> Dataset records
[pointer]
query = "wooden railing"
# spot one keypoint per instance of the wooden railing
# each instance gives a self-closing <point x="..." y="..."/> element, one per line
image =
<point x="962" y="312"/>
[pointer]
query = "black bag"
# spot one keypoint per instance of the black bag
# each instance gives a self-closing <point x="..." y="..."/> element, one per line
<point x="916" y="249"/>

> Problem to solve
When you copy the material, keep every line exactly as it stands.

> Task solution
[pointer]
query = "wooden railing"
# spot one keypoint per instance of the wooden railing
# each instance gives a self-closing <point x="..." y="..."/> element, one per line
image =
<point x="962" y="312"/>
[pointer]
query = "black bag"
# spot one keypoint per instance of the black bag
# each instance gives a self-closing <point x="..." y="..."/> element, one per line
<point x="916" y="249"/>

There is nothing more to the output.